● **TASK DETAILS**:
According to the text on Kenai's CARES Act grant programs, how much federal CARES Act funding will the City receive?

The City of Kenai is expanding its CARES Act grants programs to include two groups not covered by the first round of grants: smaller businesses, with annual gross revenues of between $25,000 and $49,999, and City of Kenai residents who hold Alaska Commercial Fisheries Entry Commission permits.
Applicants will be eligible for a $1,000 grant from the City’s share of federal CARES Act funding distributed by the state. The City Council on July 1 approved the two new grant programs to further assist Kenai residents who experienced a financial loss due to the COVID-19 health emergency.
City Manager Paul Ostrander says that the City decided that smaller businesses needed help: “There’s two other grant programs that have been created now that look to capture businesses that were unable to apply, or did not qualify, during the first round of grants. The first one is for even smaller businesses than qualified under the first grant. So, the first grant required that you had at least $50,000 in gross income in 2019. What this second grant, this expansion, allows is for the businesses that were between $25,000 – $50,000 – that they are now eligible to apply for this grant. So, these are even smaller businesses than qualified for the first grant.”
He also discussed how this impacts commercial fishermen: “A grant program that allows commercial fishermen that hold fishing permits, that live within the City of Kenai, to apply for a grant up to $1,000. So, both in the case of the commercial fishermen and in the case of the smaller businesses, the grants are at $1,000 per business. The commercial fishermen did not qualify for the first round of grants. It required a business license in the first round of grants, and commercial fisherman typically don’t have a business license so they didn’t qualify.”
The City will receive $7.7 million in federal CARES Act funding through the state’s allocation formula, and the City Council has decided to distribute about half of the funds to businesses, nonprofits, and individuals in need of financial assistance due to the economic damage of the COVID-19 public health emergency.
The first grant application period for businesses and nonprofits closed June 19, and the City a week later sent out almost $2 million to more than 180 eligible participants before extending the application period to July 17. The grants can be used to help businesses and nonprofits deal with the loss of income due to mandatory shutdowns, inventory loss, additional operating expenses of reopening to the public, costs of protecting staff and customers or the public, or other economic impacts.
Applications can be found online at the City of Kenai’s website.

● **GIVEN DATA**:
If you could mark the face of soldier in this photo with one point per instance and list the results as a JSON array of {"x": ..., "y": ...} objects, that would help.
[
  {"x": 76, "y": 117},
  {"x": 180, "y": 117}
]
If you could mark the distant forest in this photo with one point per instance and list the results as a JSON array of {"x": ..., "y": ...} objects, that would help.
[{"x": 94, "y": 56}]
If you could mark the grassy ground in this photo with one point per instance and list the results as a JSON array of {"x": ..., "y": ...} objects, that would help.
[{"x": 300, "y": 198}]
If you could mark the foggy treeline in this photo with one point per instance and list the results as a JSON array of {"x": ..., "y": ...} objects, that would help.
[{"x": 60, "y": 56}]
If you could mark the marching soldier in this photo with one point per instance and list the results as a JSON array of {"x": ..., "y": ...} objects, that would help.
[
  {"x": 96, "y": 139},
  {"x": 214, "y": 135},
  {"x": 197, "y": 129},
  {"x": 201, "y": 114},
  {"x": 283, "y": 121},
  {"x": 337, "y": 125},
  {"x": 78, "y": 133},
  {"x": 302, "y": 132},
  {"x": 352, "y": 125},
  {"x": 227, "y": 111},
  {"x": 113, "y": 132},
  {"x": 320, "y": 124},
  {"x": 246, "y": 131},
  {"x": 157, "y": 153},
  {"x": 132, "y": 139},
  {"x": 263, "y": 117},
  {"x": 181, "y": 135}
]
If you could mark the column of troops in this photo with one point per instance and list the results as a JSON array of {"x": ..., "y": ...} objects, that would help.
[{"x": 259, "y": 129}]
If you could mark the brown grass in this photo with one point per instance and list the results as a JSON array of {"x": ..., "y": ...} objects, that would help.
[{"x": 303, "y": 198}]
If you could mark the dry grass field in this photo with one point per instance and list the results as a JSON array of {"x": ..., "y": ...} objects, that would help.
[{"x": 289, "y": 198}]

● **FINISHED EXERCISE**:
$7.7 million